In the listing, locate the line containing "of the submerged", then quote it and all following lines exactly. Omit pictures.

★ ★ ★ ★ ★ ★ ★

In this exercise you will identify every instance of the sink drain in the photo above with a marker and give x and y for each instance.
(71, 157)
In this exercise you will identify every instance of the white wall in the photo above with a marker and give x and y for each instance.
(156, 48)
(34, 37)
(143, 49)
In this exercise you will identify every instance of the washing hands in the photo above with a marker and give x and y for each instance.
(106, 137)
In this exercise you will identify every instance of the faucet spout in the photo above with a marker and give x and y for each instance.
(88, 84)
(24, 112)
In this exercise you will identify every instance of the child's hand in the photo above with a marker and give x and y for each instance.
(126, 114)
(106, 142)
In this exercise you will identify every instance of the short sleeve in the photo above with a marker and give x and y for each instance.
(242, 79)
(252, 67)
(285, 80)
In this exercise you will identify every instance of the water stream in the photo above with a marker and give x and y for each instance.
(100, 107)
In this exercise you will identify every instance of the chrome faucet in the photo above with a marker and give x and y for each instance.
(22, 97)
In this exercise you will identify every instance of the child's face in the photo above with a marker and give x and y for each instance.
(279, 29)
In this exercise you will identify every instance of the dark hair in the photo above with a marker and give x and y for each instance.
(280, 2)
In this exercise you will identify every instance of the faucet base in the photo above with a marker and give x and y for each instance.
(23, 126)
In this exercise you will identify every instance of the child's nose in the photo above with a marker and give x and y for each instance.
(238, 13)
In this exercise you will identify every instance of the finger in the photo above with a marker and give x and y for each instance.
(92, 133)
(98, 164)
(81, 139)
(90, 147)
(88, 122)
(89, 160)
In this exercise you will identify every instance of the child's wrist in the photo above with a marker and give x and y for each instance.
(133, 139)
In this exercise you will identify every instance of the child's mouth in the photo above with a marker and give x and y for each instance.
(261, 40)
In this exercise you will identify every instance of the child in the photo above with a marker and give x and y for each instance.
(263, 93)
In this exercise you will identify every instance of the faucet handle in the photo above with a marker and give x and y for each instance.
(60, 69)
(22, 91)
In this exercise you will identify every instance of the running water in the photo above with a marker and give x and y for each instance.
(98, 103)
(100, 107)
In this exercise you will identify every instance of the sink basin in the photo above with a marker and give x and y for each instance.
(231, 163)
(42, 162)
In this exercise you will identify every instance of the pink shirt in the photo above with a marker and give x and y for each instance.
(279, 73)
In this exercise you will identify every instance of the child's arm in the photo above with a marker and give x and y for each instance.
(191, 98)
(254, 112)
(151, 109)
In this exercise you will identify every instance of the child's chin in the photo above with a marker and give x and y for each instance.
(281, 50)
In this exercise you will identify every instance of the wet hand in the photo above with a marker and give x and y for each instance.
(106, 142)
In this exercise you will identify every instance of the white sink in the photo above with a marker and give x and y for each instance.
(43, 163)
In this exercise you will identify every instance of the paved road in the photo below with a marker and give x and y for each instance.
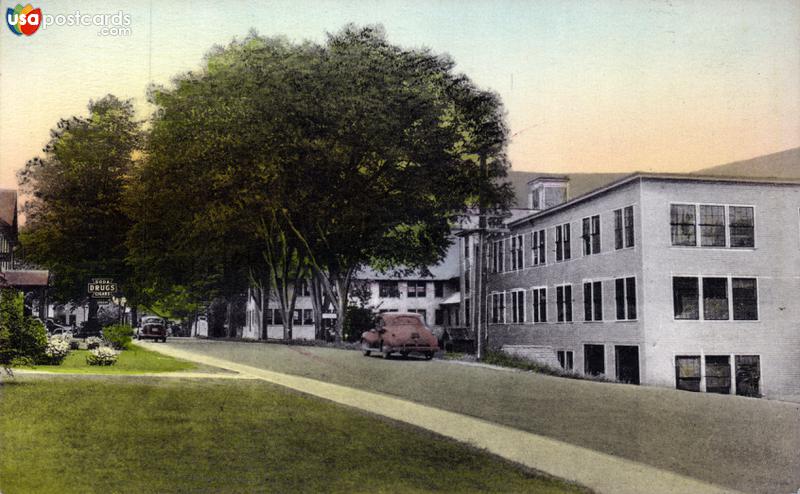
(741, 443)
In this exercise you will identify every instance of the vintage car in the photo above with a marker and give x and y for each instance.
(399, 332)
(153, 328)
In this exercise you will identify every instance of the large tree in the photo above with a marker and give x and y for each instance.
(75, 224)
(283, 161)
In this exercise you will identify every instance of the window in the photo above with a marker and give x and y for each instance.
(715, 299)
(687, 373)
(565, 359)
(564, 303)
(563, 250)
(498, 307)
(497, 256)
(717, 305)
(685, 294)
(682, 224)
(518, 306)
(388, 289)
(516, 252)
(538, 239)
(745, 299)
(593, 301)
(623, 228)
(712, 226)
(591, 235)
(539, 305)
(416, 289)
(739, 232)
(742, 224)
(625, 298)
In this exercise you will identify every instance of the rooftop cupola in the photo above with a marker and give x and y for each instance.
(547, 191)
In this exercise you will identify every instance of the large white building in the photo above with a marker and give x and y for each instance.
(673, 280)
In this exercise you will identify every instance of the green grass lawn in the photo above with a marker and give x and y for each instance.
(64, 434)
(135, 360)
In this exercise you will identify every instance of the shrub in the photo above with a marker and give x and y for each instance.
(21, 337)
(102, 356)
(58, 348)
(118, 336)
(93, 342)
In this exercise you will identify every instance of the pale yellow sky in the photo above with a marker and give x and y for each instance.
(589, 86)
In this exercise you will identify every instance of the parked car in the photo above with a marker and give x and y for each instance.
(153, 328)
(399, 332)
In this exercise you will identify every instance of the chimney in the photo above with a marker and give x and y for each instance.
(547, 191)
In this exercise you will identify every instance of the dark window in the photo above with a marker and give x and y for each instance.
(595, 234)
(718, 374)
(593, 301)
(748, 375)
(715, 299)
(745, 299)
(563, 242)
(565, 359)
(682, 223)
(628, 219)
(687, 373)
(587, 239)
(685, 296)
(594, 359)
(416, 289)
(538, 239)
(388, 289)
(741, 226)
(712, 226)
(518, 306)
(539, 305)
(619, 241)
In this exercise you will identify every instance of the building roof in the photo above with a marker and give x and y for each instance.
(681, 177)
(8, 207)
(25, 278)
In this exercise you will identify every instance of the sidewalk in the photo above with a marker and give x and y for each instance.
(601, 472)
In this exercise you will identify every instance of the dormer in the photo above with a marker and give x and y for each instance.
(546, 192)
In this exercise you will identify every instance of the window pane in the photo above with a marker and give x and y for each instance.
(587, 301)
(630, 293)
(685, 298)
(715, 298)
(682, 221)
(620, 297)
(741, 226)
(687, 373)
(568, 302)
(745, 299)
(629, 226)
(712, 226)
(597, 300)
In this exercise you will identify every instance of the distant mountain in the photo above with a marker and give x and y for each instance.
(784, 164)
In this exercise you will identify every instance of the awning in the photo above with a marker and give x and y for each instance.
(452, 299)
(26, 278)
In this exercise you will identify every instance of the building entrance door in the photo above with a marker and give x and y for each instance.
(627, 362)
(594, 359)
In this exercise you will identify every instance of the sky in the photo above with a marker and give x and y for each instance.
(588, 86)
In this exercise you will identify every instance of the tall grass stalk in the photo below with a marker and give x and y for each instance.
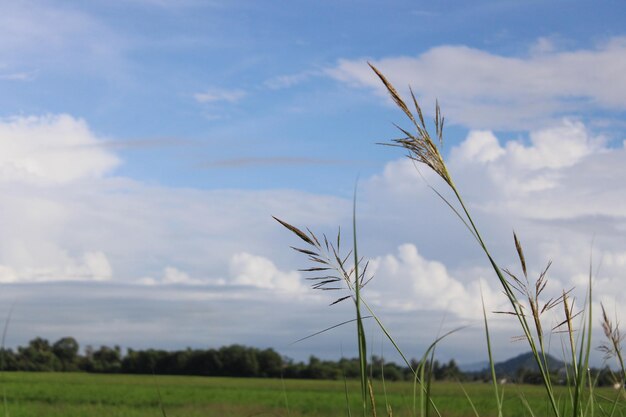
(331, 272)
(423, 149)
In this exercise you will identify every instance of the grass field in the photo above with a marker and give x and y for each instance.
(89, 395)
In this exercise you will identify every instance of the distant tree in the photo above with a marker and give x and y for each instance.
(66, 350)
(38, 356)
(108, 360)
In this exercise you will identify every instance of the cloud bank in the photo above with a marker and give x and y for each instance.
(484, 90)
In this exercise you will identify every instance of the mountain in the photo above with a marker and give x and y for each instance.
(511, 367)
(526, 361)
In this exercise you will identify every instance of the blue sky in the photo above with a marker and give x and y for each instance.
(147, 143)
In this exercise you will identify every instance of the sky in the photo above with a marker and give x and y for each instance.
(146, 144)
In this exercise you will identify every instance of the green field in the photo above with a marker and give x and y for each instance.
(91, 395)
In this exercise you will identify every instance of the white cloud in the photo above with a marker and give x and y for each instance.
(260, 272)
(92, 266)
(213, 95)
(484, 90)
(86, 225)
(54, 148)
(409, 281)
(52, 37)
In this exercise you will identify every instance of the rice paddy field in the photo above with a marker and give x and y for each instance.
(93, 395)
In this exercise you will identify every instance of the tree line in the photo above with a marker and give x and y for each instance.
(65, 355)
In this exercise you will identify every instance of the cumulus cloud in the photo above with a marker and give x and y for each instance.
(409, 282)
(92, 266)
(480, 89)
(560, 189)
(54, 148)
(260, 272)
(79, 223)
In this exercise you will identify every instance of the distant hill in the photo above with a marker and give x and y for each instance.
(526, 361)
(474, 367)
(510, 367)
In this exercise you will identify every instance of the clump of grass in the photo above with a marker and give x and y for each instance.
(525, 297)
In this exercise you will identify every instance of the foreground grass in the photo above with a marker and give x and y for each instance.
(72, 394)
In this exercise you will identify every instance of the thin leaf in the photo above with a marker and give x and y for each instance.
(295, 230)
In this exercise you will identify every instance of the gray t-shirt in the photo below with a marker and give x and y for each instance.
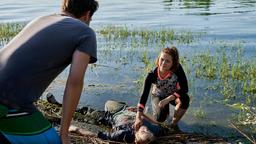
(41, 51)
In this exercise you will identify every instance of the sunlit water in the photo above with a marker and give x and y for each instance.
(230, 20)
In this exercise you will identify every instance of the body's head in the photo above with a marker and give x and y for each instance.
(80, 9)
(168, 59)
(143, 135)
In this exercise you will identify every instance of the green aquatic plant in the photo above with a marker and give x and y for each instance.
(199, 113)
(9, 30)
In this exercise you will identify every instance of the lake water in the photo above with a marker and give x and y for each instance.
(223, 20)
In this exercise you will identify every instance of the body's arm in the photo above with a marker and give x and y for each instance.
(149, 118)
(182, 79)
(143, 99)
(73, 91)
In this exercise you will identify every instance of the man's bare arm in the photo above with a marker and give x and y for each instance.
(73, 91)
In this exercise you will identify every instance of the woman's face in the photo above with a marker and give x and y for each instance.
(165, 62)
(143, 135)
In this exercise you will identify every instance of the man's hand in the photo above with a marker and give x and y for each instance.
(166, 101)
(81, 131)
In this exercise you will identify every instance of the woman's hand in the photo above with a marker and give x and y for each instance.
(166, 101)
(65, 139)
(178, 103)
(138, 121)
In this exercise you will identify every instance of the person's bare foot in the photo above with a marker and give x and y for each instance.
(81, 131)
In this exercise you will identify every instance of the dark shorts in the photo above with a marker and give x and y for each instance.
(161, 114)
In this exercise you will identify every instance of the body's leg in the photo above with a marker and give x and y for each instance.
(3, 139)
(159, 114)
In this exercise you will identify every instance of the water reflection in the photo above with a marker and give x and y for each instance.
(188, 4)
(210, 7)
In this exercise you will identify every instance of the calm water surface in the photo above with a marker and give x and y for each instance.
(227, 20)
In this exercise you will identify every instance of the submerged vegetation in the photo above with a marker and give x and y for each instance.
(229, 76)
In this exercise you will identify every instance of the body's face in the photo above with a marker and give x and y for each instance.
(143, 135)
(165, 62)
(87, 18)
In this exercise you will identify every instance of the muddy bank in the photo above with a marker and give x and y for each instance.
(87, 119)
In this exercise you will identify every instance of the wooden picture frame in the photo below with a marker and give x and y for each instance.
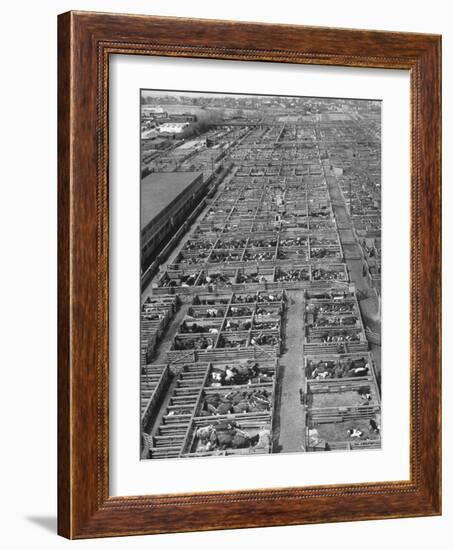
(85, 41)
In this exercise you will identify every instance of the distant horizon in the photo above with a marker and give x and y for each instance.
(146, 92)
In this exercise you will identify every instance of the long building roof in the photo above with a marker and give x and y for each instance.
(159, 189)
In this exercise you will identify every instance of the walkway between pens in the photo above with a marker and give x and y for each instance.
(290, 421)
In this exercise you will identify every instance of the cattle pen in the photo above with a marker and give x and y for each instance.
(255, 333)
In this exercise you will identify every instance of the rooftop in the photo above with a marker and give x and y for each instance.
(159, 189)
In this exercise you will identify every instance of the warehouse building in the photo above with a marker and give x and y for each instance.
(166, 200)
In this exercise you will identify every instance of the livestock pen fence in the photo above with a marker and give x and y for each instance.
(172, 433)
(242, 327)
(155, 315)
(342, 402)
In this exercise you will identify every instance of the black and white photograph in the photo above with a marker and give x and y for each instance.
(260, 236)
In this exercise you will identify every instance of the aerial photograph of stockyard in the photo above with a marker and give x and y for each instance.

★ ★ ★ ★ ★ ★ ★

*RESPONSE TO THIS TASK*.
In this exercise you will identify every instance of the submerged vegetation in the photo above with a marker and give x and y for each instance.
(229, 76)
In this exercise you will identify every instance of the body's face in the photo above with a marker and give x and y for each instance.
(143, 135)
(165, 62)
(87, 18)
In this exercise you will identify every instance of the muddy bank in the photo above with a marker and give x and y for each instance.
(87, 119)
In this exercise you will identify every instance of the wooden picture frame in the photo below with a marker and give x and y for each instance.
(85, 41)
In this exercise you will identify every instance of the distant horizon in the photo above with a marker and give x and y for each instance.
(146, 92)
In this exercise you will identify every instance of the long building roof in the photo above with a marker and give x and y for each instance.
(159, 189)
In this exercise you will identify every instance of the walkway between pens in the photo above with a marker and give x and y for each instance.
(290, 421)
In this exercise you will identify every instance of the cattle pen in the photo above with a marker and give x and y for each instance.
(255, 333)
In this exercise you will identify every instance of the rooftop in the photo above with a marker and give x and y for each instance.
(159, 189)
In this exercise you will identify every instance of the warehouse building in the photo above with a marker and give x and y for each instance.
(166, 200)
In this exercise you will identify every instance of the livestock pen fence in the photo above with a marker and give x and y for each instance.
(172, 433)
(242, 327)
(155, 315)
(342, 402)
In this exercise you will identify every instance of the black and white photograph in the photo above with a marker and give x and y for each instance.
(260, 236)
In this exercise you will identify every instance of the aerial photograph of stockyard in the photo above with a marker and give x and y for each instance.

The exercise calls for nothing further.